#### FRAGMENTO ORIGINAL:
+===+
El libro del también autor de Hermanos de armas (publicado por la misma editorial en 2019), extraordinaria radiografía sobre la ayuda brindada por España y Francia para que Estados Unidos lograse su independencia, es un apasionante relato que combina el impulso científico con los problemas y desafíos humanos a los que debieron de hacer frente sus protagonistas. También una realista reconstrucción de la sociedad de la época, sobre todo de la América virreinal española.
El papel de España no solo consistió en abrir sus territorios a los científicos franceses, sino que en la expedición participaron dos marinos ilustrados: Jorge Juan y Antonio de Ulloa, que además de cartografiar con precisión y excelencia los territorios de ultramar trazaron un singular diario que sería una crónica de la opresión de los indios y la corrupción de los funcionarios. Incluso participaron en el refuerzo de las defensas costeras de Cartagena de Indias tras el ataque sufrido por la ciudad en 1741 a cargo del almirante británico Edward Vernon.
Los dos brillantes oficiales, formados en astronomía, navegación, topografía y construcción naval —Jorge Juan, de hecho, desarrolló un revolucionario sistema de construcción de navíos—, actuaron como el aglutinante de las distintas facciones galas enfrentadas que lideraban la expedición: el persuasivo e irresponsable jefe Louis Godin, que trataba a sus hombres con desprecio, pisoteaba la diplomacia y gastaba los fondos de la expedición en sus propios caprichos, incluido un enorme diamante para su amante; el rico soldado Charles-Marie de La Condamine, movido más por las ansias de aventura que de conocimiento; o el prodigioso Pierre Bouguer, enfrentado al final con su anterior compatriota por definir quién debía reclamar el éxito de la misión.
+===+
#### DATOS PROPORCIONADOS:
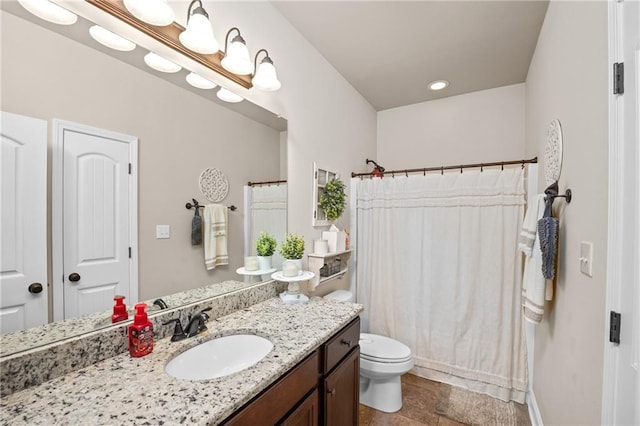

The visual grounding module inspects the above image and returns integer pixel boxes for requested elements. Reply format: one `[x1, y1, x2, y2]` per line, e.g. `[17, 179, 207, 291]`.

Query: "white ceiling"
+===+
Reproduce sin cambios el pasaje del fragmento sobre la expedición científica que comienza en «Los dos brillantes» y termina en «de la misión.».

#### SOLUCIÓN DEL EJERCICIO:
Los dos brillantes oficiales, formados en astronomía, navegación, topografía y construcción naval —Jorge Juan, de hecho, desarrolló un revolucionario sistema de construcción de navíos—, actuaron como el aglutinante de las distintas facciones galas enfrentadas que lideraban la expedición: el persuasivo e irresponsable jefe Louis Godin, que trataba a sus hombres con desprecio, pisoteaba la diplomacia y gastaba los fondos de la expedición en sus propios caprichos, incluido un enorme diamante para su amante; el rico soldado Charles-Marie de La Condamine, movido más por las ansias de aventura que de conocimiento; o el prodigioso Pierre Bouguer, enfrentado al final con su anterior compatriota por definir quién debía reclamar el éxito de la misión.